## STATED TASK
Please copy every line of the records below word for word, leaving the pictures out of your answer.

[Rows taken from a box labeling dataset]
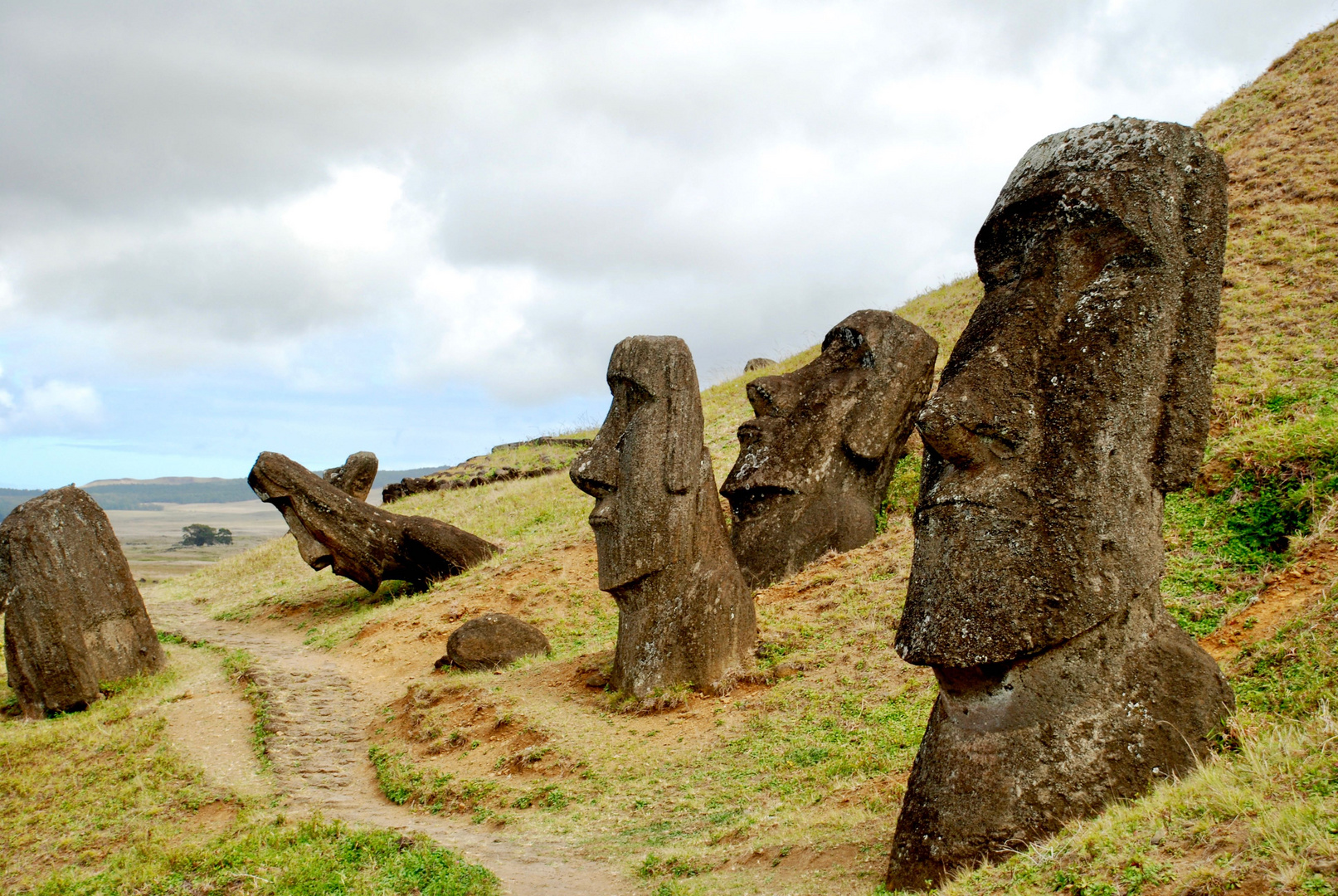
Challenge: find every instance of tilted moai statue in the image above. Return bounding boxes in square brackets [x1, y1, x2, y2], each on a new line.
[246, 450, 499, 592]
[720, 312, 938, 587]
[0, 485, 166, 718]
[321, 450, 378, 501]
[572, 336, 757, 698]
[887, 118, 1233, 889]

## TASK SOLUTION
Challenge: find every instance of tilted moai statue in the image above. Return bounding boxes in square brackets [x1, y1, x2, y2], each on a new line.
[246, 450, 499, 592]
[720, 312, 938, 587]
[0, 485, 166, 718]
[321, 450, 378, 501]
[572, 336, 757, 698]
[887, 118, 1233, 889]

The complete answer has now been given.